Exercícios propostos:
1. Relacione todos os cargos que, segundo o trecho sobre Darcy Ribeiro, ele ocupou.
2. Extraia do trecho sobre Darcy Ribeiro, sem qualquer alteração, a parte que começa em "Senador eleito pelo" e termina em "sua crítica arrasadora.".

Trecho selecionado:
Senador eleito pelo PDT, ex-vice-governador do Rio de Janeiro, Darcy Ribeiro foi chefe da Casa Civil e ministro da Educação do governo de João Goulart e exilado político durante a ditadura militar implantada em 1964. Um dos poucos antropólogos brasileiros de renome internacional, nasceu em Minas Gerais, em 1922, aprofundou-se nos estudos de sociologia, ciência política e história. Pesquisou tribos da Amazônia e do Brasil Central. Em 1956, tornou-se professor de Etnologia na Universidade do Brasil. Ribeiro escreveu o Processo Civilizatório, As Américas e a Civilização, O Dilema da América Latina, Os Brasileiros, Os Índios e a Civilização. Como ficcionista, publicou Mayra e O Mula. Em duas visitas a Porto Alegre – junho de 1989 e janeiro de 1991 – concedeu-me longas entrevistas. Nada escapou de sua crítica arrasadora.

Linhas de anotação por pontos
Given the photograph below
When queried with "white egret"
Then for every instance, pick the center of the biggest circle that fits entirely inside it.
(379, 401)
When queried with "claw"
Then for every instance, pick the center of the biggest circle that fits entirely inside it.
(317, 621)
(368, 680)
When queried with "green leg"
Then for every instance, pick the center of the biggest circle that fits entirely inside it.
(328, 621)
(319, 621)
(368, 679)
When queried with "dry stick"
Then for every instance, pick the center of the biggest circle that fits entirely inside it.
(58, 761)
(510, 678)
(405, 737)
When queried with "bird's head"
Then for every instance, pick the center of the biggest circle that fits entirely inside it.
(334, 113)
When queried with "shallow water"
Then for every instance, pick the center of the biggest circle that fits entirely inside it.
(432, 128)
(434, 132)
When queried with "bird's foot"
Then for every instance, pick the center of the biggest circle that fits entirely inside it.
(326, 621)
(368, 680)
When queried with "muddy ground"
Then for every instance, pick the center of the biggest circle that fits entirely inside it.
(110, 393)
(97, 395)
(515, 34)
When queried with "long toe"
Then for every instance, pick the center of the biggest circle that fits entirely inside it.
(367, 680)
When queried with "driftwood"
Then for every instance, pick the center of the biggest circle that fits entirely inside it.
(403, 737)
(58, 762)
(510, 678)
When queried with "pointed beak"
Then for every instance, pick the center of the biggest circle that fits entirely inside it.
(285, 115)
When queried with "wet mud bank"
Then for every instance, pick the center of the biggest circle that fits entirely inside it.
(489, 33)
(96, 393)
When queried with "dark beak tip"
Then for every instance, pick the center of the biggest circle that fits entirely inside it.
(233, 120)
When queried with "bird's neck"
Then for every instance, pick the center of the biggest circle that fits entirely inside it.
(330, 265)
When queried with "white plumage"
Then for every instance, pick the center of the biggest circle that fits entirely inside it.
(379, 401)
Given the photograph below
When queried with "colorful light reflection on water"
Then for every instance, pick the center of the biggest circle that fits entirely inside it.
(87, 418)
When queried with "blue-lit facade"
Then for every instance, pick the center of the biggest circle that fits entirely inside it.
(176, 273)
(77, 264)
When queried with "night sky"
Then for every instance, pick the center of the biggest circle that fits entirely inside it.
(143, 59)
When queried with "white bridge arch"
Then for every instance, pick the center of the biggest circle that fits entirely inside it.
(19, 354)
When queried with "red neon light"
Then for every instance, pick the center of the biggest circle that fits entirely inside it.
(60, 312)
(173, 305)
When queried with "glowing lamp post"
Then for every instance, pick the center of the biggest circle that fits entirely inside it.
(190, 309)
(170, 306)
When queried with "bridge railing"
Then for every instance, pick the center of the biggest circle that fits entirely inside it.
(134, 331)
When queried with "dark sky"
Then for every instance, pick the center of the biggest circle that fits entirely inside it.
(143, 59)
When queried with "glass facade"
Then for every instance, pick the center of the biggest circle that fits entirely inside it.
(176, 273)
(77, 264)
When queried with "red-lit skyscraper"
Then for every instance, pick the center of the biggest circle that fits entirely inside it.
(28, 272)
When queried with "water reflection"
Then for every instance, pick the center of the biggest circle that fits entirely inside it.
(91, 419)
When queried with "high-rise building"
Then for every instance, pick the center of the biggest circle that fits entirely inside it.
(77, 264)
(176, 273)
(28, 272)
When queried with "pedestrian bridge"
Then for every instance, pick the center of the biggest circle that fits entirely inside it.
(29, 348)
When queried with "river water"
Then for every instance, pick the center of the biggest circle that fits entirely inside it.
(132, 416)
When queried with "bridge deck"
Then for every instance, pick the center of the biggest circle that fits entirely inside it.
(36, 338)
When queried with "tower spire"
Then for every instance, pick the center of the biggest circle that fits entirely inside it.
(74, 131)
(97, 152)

Exercícios resolvidos:
1. Senador (eleito pelo PDT); vice-governador do Rio de Janeiro; chefe da Casa Civil do governo de João Goulart; ministro da Educação do governo de João Goulart; professor de Etnologia na Universidade do Brasil.

2.
Senador eleito pelo PDT, ex-vice-governador do Rio de Janeiro, Darcy Ribeiro foi chefe da Casa Civil e ministro da Educação do governo de João Goulart e exilado político durante a ditadura militar implantada em 1964. Um dos poucos antropólogos brasileiros de renome internacional, nasceu em Minas Gerais, em 1922, aprofundou-se nos estudos de sociologia, ciência política e história. Pesquisou tribos da Amazônia e do Brasil Central. Em 1956, tornou-se professor de Etnologia na Universidade do Brasil. Ribeiro escreveu o Processo Civilizatório, As Américas e a Civilização, O Dilema da América Latina, Os Brasileiros, Os Índios e a Civilização. Como ficcionista, publicou Mayra e O Mula. Em duas visitas a Porto Alegre – junho de 1989 e janeiro de 1991 – concedeu-me longas entrevistas. Nada escapou de sua crítica arrasadora.